▸ **Written exercise 1**: Transcribe the forum thread about the micro Flying Sub from "I had no idea" up to and including "out of production.".
▸ **Written exercise 2**: In the dataset records, reproduce everything from the line with "Task: please point out the coffee cup" up to and including the line with "<point>103,239</point>", and increase each point coordinate in the answers by 139.

▸ **Text section**:
********

# NEW: Micro Flying Sub from ParaGrafix



## Paulbo (Sep 16, 2004)

I've just received the first run of 1/350 scale Flying Subs. These are being cast in opaque and clear resin and are in scale with the small Seaview from Moebius. The opaque ones start shipping on Monday and the clear ones about a week later.

The Flying Sub was mastered by Ed Holt.

More info and ordering/preordering here: opaque, clear.


----------



## miniature sun (May 1, 2005)

Very cute!


----------



## irishtrek (Sep 17, 2005)

Cool, I was wondering if there was a 350 scale FS out there.
Unfortunatley I just sealed the SF bay bottom nose piece to my little Seaview a few days ago.


----------



## Paulbo (Sep 16, 2004)

irishtrek said:


> ,,,Unfortunatley I just sealed the SF bay bottom nose piece to my little Seaview a few days ago.


You didn't add the aftermarket flying sub bay?


----------



## Fernando Mureb (Nov 12, 2006)

Paulbo said:


> You didn't add the aftermarket flying sub bay?


Lol, you are the king of photo etching, really. 

The micro FS is a jewel. :thumbsup:


----------



## Paulbo (Sep 16, 2004)

:wave:Lol


----------



## irishtrek (Sep 17, 2005)

Paulbo said:


> You didn't add the aftermarket flying sub bay?


I had no idea it one existed for the 350 Seaview.


----------



## Paulbo (Sep 16, 2004)

Holy cow, the response has been fantastic (which I didn't expect considering that Ed had been selling the micro Flying Sub for several years). I took up the micro Flying Sub because I didn't want to see it go out of production.

I sold out the first run yesterday, ordered a second run from JPG last evening, and today I had to order yet another run (which won't be ready until after Wonderfest) because a good proportion of that run is accounted for.


----------



## liskorea317 (Mar 27, 2009)

Paulbo said:


> I've just received the first run of 1/350 scale Flying Subs. These are being cast in opaque and clear resin and are in scale with the small Seaview from Moebius. The opaque ones start shipping on Monday and the clear ones about a week later.

********

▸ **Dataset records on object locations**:
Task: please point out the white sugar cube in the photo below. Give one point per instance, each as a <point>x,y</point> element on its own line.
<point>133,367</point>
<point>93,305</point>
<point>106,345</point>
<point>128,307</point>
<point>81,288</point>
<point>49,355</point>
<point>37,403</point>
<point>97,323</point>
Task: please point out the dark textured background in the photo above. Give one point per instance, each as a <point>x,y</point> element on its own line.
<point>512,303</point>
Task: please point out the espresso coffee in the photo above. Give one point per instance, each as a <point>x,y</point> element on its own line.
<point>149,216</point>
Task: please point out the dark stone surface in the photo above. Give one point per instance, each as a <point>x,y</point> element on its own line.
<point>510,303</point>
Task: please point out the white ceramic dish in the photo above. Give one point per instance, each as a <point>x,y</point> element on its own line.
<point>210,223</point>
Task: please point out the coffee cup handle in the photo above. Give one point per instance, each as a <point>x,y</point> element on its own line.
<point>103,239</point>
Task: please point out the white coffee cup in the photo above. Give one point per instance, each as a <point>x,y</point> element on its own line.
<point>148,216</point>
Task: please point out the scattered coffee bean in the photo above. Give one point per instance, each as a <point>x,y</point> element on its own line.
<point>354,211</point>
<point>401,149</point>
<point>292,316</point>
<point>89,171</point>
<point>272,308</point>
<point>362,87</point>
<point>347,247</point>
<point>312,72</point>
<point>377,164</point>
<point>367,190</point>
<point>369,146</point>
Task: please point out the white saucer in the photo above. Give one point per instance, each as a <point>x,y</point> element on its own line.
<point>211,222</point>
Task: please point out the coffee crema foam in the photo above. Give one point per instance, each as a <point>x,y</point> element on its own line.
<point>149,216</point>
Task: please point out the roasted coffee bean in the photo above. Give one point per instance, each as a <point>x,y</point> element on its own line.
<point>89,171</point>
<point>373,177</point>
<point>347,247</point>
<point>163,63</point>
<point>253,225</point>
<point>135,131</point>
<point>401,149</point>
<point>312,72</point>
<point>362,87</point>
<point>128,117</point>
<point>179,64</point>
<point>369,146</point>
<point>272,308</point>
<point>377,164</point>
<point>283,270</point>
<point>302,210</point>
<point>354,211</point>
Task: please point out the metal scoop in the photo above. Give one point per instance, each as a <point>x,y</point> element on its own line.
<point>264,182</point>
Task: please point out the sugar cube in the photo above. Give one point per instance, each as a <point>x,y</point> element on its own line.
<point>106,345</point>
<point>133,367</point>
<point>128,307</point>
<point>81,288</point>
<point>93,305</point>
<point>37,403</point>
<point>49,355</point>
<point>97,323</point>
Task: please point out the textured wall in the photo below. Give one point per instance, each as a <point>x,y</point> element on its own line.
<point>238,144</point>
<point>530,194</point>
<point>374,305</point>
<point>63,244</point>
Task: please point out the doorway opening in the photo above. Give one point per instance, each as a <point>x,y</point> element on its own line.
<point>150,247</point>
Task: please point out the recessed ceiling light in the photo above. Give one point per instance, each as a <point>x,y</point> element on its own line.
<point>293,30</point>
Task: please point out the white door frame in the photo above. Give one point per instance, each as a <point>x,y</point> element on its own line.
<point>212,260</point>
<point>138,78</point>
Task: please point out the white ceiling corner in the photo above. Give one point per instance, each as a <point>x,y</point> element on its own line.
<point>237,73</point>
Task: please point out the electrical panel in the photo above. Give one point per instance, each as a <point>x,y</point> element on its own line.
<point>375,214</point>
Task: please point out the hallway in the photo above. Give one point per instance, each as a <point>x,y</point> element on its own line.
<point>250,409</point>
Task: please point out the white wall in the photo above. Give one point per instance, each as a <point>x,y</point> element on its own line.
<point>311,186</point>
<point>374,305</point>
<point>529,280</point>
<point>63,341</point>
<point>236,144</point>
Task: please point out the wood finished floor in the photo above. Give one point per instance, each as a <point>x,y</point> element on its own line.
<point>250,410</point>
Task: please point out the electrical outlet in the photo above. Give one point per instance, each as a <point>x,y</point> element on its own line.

********

▸ **Correct response 1**:
I had no idea it one existed for the 350 Seaview.


----------



## Paulbo (Sep 16, 2004)

Holy cow, the response has been fantastic (which I didn't expect considering that Ed had been selling the micro Flying Sub for several years). I took up the micro Flying Sub because I didn't want to see it go out of production.

▸ **Correct response 2**:
Task: please point out the coffee cup handle in the photo above. Give one point per instance, each as a <point>x,y</point> element on its own line.
<point>242,378</point>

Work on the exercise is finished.